VOTRE TÂCHE — Poursuivez le texte sur les faux spectres de théâtre et le Spiritisme, à partir de sa dernière phrase.

SECTION DE TEXTE —
Les faux spectres ne produisant pas le résultat
espéré, nous verrons sans doute bientôt surgir quelque nouveau stratagème. Ils
auront leur temps, comme tout ce qui n'a pour résultat que de satisfaire la
curiosité ; ce temps sera peut-être plus court qu'on ne croit, car on se
lasse vite de ce qui ne laisse rien dans l'esprit. Les théâtres feront donc
bien d'en profiter pendant qu'ils ont le privilège d'attirer la foule par
l'attrait de la nouveauté. Leur apparition aura toujours eu l'avantage de faire
parler du Spiritisme et d'en répandre l'idée ; c'était un moyen comme un
autre d'exciter beaucoup de personnes à s'enquérir de la vérité.

LIGNES DE DONNÉES —
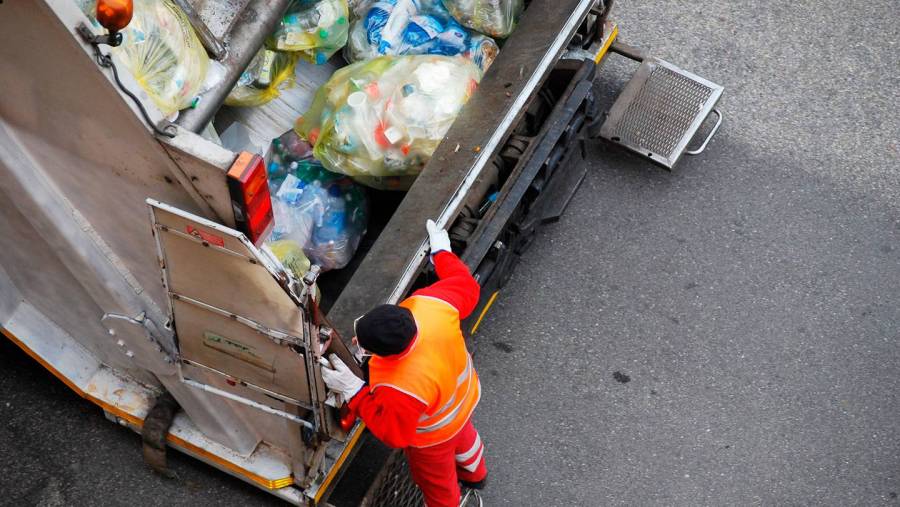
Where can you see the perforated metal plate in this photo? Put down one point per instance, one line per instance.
(660, 110)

LA RÉPONSE —
Que dirons-nous du feuilleton de M. Oscar
Comettant sur le livre de M. Home, publié dans le Siècle du 15 juillet
1863 ? Rien, sinon que c'est la meilleure des réclames pour faire vendre
l'ouvrage, et dont profitera le Spiritisme. Il est utile que de temps en temps
il y ait de ces coups de fouet pour réveiller l'attention des indifférents. Si
l'article n'est ni spirite, ni spiritualiste, est-il au moins spirituel ?
Nous laissons à d'autres le soin de prononcer.
Il y a pourtant quelque chose de bon dans cet article,
c'est que l'auteur, à l'exemple de plusieurs de ses confrères, tombe à bras
raccourci sur ceux qui font métier de la faculté médianimique ; il blâme
avec une juste sévérité les abus qui en résultent, et par là contribue à les discréditer,
ce dont le Spiritisme sérieux ne saurait se plaindre, puisque lui-même répudie
toute exploitation de ce genre comme indigne du caractère exclusivement moral
du Spiritisme, et comme une atteinte au respect que l'on doit aux morts.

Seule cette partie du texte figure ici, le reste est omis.